_Document segment_:
-- start --

LeetCode 899 - Orderly Queue

https://leetcode.com/problems/orderly-queue/

A string S of lowercase letters is given.  Then, we may make any number of moves.

In each move, we choose one of the first K letters (starting from the left), remove it, and place it at the end of the string.

Return the lexicographically smallest string we could have after any number of moves.

Example 1:

Input: S = "cba", K = 1
Output: "acb"
Explanation: 
In the first move, we move the 1st character ("c") to the end, obtaining the string "bac".
In the second move, we move the 1st character ("b") to the end, obtaining the final result "acb".

Example 2:

Input: S = "baaca", K = 3
Output: "aaabc"
Explanation: 
In the first move, we move the 1st character ("b") to the end, obtaining the string "aacab".
In the second move, we move the 3rd character ("c") to the end, obtaining the final result "aaabc".

Approach 1: Mathematical

Call the move that takes the Kth letter from the beginning and puts it on the end, a "K-kick" move.

Examining 1-kick moves, they let us consider the string as a "necklace" that may be rotated freely, where each bead of the necklace corresponds to a letter in the string. (Formally, this is the equivalence class under 1-kick moves.)

Examining 2-kick moves (in the context of treating the string as a necklace), they allow us to swap the positions of two adjacent beads. Thus, with 2-kick moves, every permutation of necklace is possible. (To actually construct the necklace, we bring the second smallest bead to be after the smallest, then the third smallest to be after the second smallest, and so on.)

The previous insight may be difficult to find. Another strategy is to write a brute force program to examine the result of 2-kick moves - then we might notice that 2-kick moves allow any permutation of the string.

-- end --

_Request A_: Copy word for word the part of the Orderly Queue text that starts at "Examining 2-kick moves" and ends at "permutation of the string.".

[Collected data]
-- start --

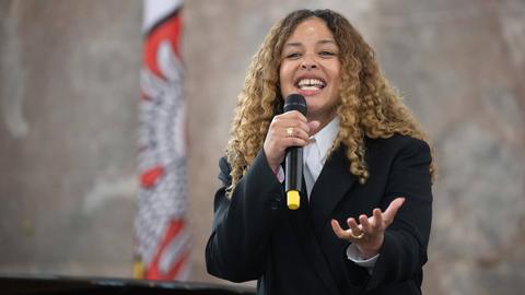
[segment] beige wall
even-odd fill
[[[184,7],[195,281],[235,97],[271,23],[317,1]],[[525,2],[324,1],[427,127],[440,179],[425,294],[525,287]],[[0,1],[0,272],[129,276],[141,1]]]

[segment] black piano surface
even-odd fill
[[[2,295],[51,294],[190,294],[190,295],[255,295],[255,288],[196,282],[148,281],[131,279],[7,275],[0,274]]]

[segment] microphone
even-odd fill
[[[284,113],[299,110],[306,116],[306,101],[301,94],[290,94],[284,99]],[[303,187],[303,148],[290,146],[287,149],[284,172],[284,190],[287,191],[287,205],[295,210],[300,205],[299,193]]]

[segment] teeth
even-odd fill
[[[318,90],[325,86],[325,82],[318,79],[302,79],[298,85],[302,90]]]

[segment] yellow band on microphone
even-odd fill
[[[299,197],[299,191],[296,190],[289,190],[287,192],[287,204],[288,204],[288,209],[290,210],[295,210],[299,208],[299,200],[301,198]]]

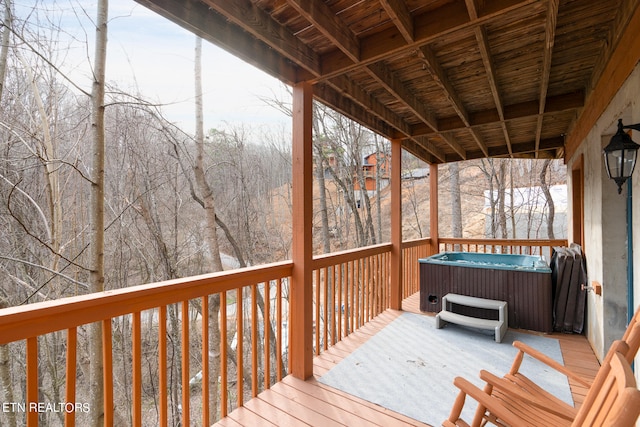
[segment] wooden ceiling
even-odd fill
[[[559,158],[640,0],[137,0],[429,163]]]

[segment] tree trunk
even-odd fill
[[[540,171],[540,186],[542,187],[544,197],[547,199],[547,206],[549,206],[549,215],[547,216],[547,237],[553,240],[556,238],[555,233],[553,232],[553,221],[556,214],[556,209],[555,205],[553,204],[553,198],[551,197],[549,185],[547,184],[547,171],[549,170],[550,164],[550,159],[546,159],[542,164],[542,170]]]
[[[9,54],[9,26],[11,25],[11,0],[5,0],[4,5],[4,29],[2,31],[2,45],[0,46],[0,105],[2,105],[2,89],[7,70],[7,56]],[[7,308],[9,304],[3,299],[0,300],[0,309]],[[11,381],[11,356],[9,345],[0,345],[0,382],[4,391],[5,402],[15,402],[13,394],[13,382]],[[13,411],[5,413],[7,425],[16,426],[16,414]]]
[[[107,19],[108,0],[98,0],[96,19],[96,49],[93,66],[93,87],[91,94],[91,127],[93,133],[91,169],[91,271],[89,289],[91,292],[104,290],[104,86],[107,60]],[[102,325],[90,326],[89,348],[91,424],[104,425]],[[111,369],[107,366],[106,369]]]
[[[202,107],[202,39],[196,37],[195,47],[195,96],[196,96],[196,164],[194,175],[196,185],[204,202],[206,231],[205,238],[209,245],[211,270],[222,271],[222,259],[218,245],[216,228],[216,210],[213,191],[209,186],[204,172],[204,119]],[[226,304],[226,301],[224,301]],[[220,372],[220,326],[219,326],[220,295],[209,297],[209,313],[203,313],[202,319],[209,321],[209,366],[210,378],[202,381],[209,382],[209,414],[215,417],[218,412],[218,375]],[[188,357],[188,355],[183,355]]]
[[[0,41],[0,101],[2,100],[2,89],[4,88],[4,79],[7,73],[7,57],[9,55],[9,35],[11,34],[9,27],[11,26],[11,0],[4,2],[4,25],[2,30],[2,39]],[[0,105],[2,105],[0,103]]]
[[[498,218],[500,228],[502,229],[502,238],[508,237],[507,233],[507,212],[505,209],[505,193],[507,181],[507,164],[504,160],[500,160],[500,169],[498,175]]]
[[[451,190],[451,235],[462,237],[462,201],[460,200],[460,165],[458,162],[449,164],[449,183]],[[455,250],[460,250],[456,245]]]
[[[331,252],[331,237],[329,235],[329,214],[327,211],[327,189],[324,182],[324,157],[322,147],[316,147],[316,181],[320,196],[320,218],[322,221],[322,244],[324,253]]]

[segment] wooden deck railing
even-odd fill
[[[243,405],[245,382],[251,384],[248,393],[256,396],[286,375],[283,334],[291,270],[291,262],[281,262],[1,310],[0,344],[24,358],[15,365],[24,365],[24,375],[17,378],[26,378],[25,395],[15,396],[20,402],[9,402],[15,403],[17,424],[37,425],[40,418],[46,425],[53,421],[47,416],[57,416],[57,424],[87,425],[86,412],[100,410],[89,406],[83,368],[87,354],[78,357],[79,348],[88,345],[88,325],[96,322],[102,325],[105,425],[212,424]],[[200,313],[210,313],[213,304],[220,304],[220,342],[236,333],[230,348],[209,341],[215,322],[203,322]],[[51,347],[45,341],[56,341],[53,348],[59,352],[46,362],[51,355],[44,353]],[[216,353],[221,356],[219,381],[211,378],[209,360]],[[64,402],[42,402],[52,397],[40,388],[51,386],[50,375],[44,374],[47,365],[61,360]],[[209,389],[216,383],[222,398],[218,413],[212,414]],[[61,410],[38,406],[43,403]],[[74,410],[78,404],[80,410]]]
[[[314,258],[315,354],[389,308],[391,245]]]
[[[402,243],[402,298],[420,290],[420,258],[431,253],[431,239],[408,240]]]
[[[403,243],[403,298],[419,290],[417,260],[431,255],[431,243],[428,238]],[[459,245],[467,251],[536,254],[566,241],[443,238],[439,244],[441,250]],[[314,258],[315,326],[309,339],[315,354],[389,308],[391,249],[381,244]],[[209,425],[226,416],[291,370],[292,269],[287,261],[0,310],[0,346],[10,347],[13,366],[22,366],[26,379],[24,392],[19,391],[24,394],[14,397],[24,402],[16,414],[18,424],[37,425],[39,419],[48,424],[48,416],[68,426],[83,425],[87,414],[77,404],[99,410],[87,408],[88,353],[83,348],[88,325],[95,323],[102,325],[108,424]],[[219,325],[215,316],[203,321],[201,313],[215,313],[218,305]],[[210,341],[217,327],[220,343]],[[218,354],[219,365],[210,360]],[[60,368],[52,363],[64,366],[64,375],[47,373]],[[51,399],[43,388],[59,378],[65,381],[58,386],[60,400],[74,408],[63,406],[58,414],[30,411]],[[212,396],[219,400],[215,413]]]
[[[542,255],[547,262],[551,260],[553,248],[567,246],[567,239],[464,239],[440,238],[438,246],[440,252],[464,251],[502,254]]]

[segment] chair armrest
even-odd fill
[[[524,391],[522,388],[511,382],[506,378],[500,378],[491,372],[480,371],[480,379],[487,384],[491,385],[494,389],[502,391],[503,394],[509,396],[509,400],[524,401],[528,405],[535,406],[543,411],[551,414],[555,414],[566,420],[572,421],[576,416],[576,409],[559,399],[554,398],[554,401],[540,399],[536,395]]]
[[[563,364],[558,363],[556,360],[554,360],[551,357],[547,356],[546,354],[536,350],[535,348],[526,345],[522,341],[514,341],[513,342],[513,346],[515,348],[517,348],[518,350],[520,350],[521,352],[523,352],[524,354],[527,354],[528,356],[533,357],[534,359],[544,363],[545,365],[549,366],[550,368],[553,368],[556,371],[566,375],[567,378],[570,378],[570,379],[572,379],[572,380],[574,380],[576,382],[579,382],[580,384],[582,384],[583,386],[585,386],[587,388],[591,387],[591,381],[588,381],[588,380],[584,379],[580,375],[578,375],[575,372],[573,372],[571,369],[568,369],[567,367],[565,367]],[[513,373],[514,372],[512,372],[512,374]]]
[[[522,420],[516,414],[507,409],[502,403],[500,403],[498,399],[485,393],[483,390],[479,389],[466,379],[462,377],[456,377],[453,380],[453,384],[460,389],[460,396],[458,396],[456,403],[462,403],[462,405],[454,405],[454,409],[459,410],[452,411],[449,419],[446,420],[443,425],[464,425],[459,423],[460,421],[464,423],[464,421],[459,419],[459,416],[460,412],[462,411],[465,396],[469,396],[474,399],[480,406],[486,408],[491,414],[495,415],[506,424],[522,427],[528,425],[525,420]]]

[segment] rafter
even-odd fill
[[[556,38],[556,23],[558,21],[559,0],[549,0],[547,9],[547,23],[545,25],[545,43],[542,60],[542,71],[540,81],[540,106],[538,108],[538,123],[536,124],[536,151],[540,146],[542,138],[542,121],[544,119],[545,101],[547,90],[549,89],[549,74],[551,73],[551,57],[553,55],[553,45]]]
[[[509,122],[526,117],[532,117],[538,114],[539,101],[521,102],[518,104],[507,105],[504,107],[502,118],[495,109],[478,111],[469,115],[470,125],[472,128],[478,126],[491,125],[501,122]],[[571,92],[563,95],[548,97],[545,101],[545,114],[559,113],[562,111],[577,110],[584,106],[584,93]],[[438,129],[441,132],[451,130],[464,129],[466,125],[459,116],[443,117],[438,120]],[[431,135],[435,132],[426,125],[414,125],[411,129],[411,135]]]
[[[360,43],[357,37],[325,2],[309,0],[287,0],[287,2],[349,59],[353,62],[360,60]]]
[[[413,18],[407,4],[401,0],[380,0],[380,4],[391,18],[407,43],[413,39]]]
[[[411,93],[402,82],[400,82],[389,67],[383,63],[372,64],[367,67],[369,74],[374,77],[384,88],[395,96],[398,100],[404,102],[407,107],[411,108],[413,113],[426,123],[431,129],[437,131],[438,124],[436,116],[429,111],[422,102],[420,102],[413,93]]]
[[[373,63],[418,49],[449,33],[476,27],[511,11],[537,3],[537,0],[501,0],[492,4],[487,13],[471,20],[465,5],[460,2],[445,5],[413,16],[414,42],[407,43],[394,26],[360,39],[360,62],[354,64],[343,52],[336,50],[321,56],[321,79],[329,79],[340,74],[369,66]]]

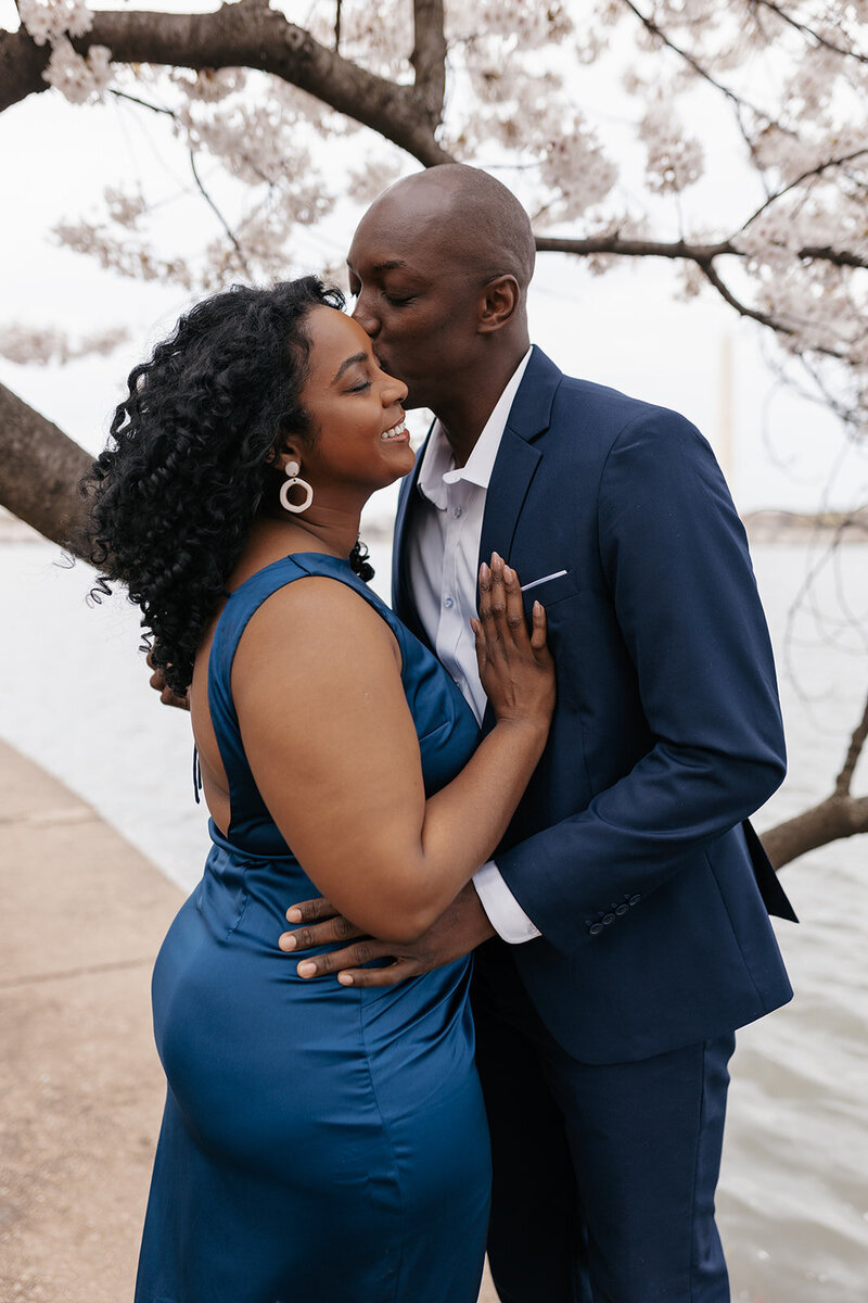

-- end --

_Request B_: How many lines of the entries contain the string "wooden", counting case? Reply with the number alone.

_Final result A_:
Examining 2-kick moves (in the context of treating the string as a necklace), they allow us to swap the positions of two adjacent beads. Thus, with 2-kick moves, every permutation of necklace is possible. (To actually construct the necklace, we bring the second smallest bead to be after the smallest, then the third smallest to be after the second smallest, and so on.)

The previous insight may be difficult to find. Another strategy is to write a brute force program to examine the result of 2-kick moves - then we might notice that 2-kick moves allow any permutation of the string.

_Final result B_: 2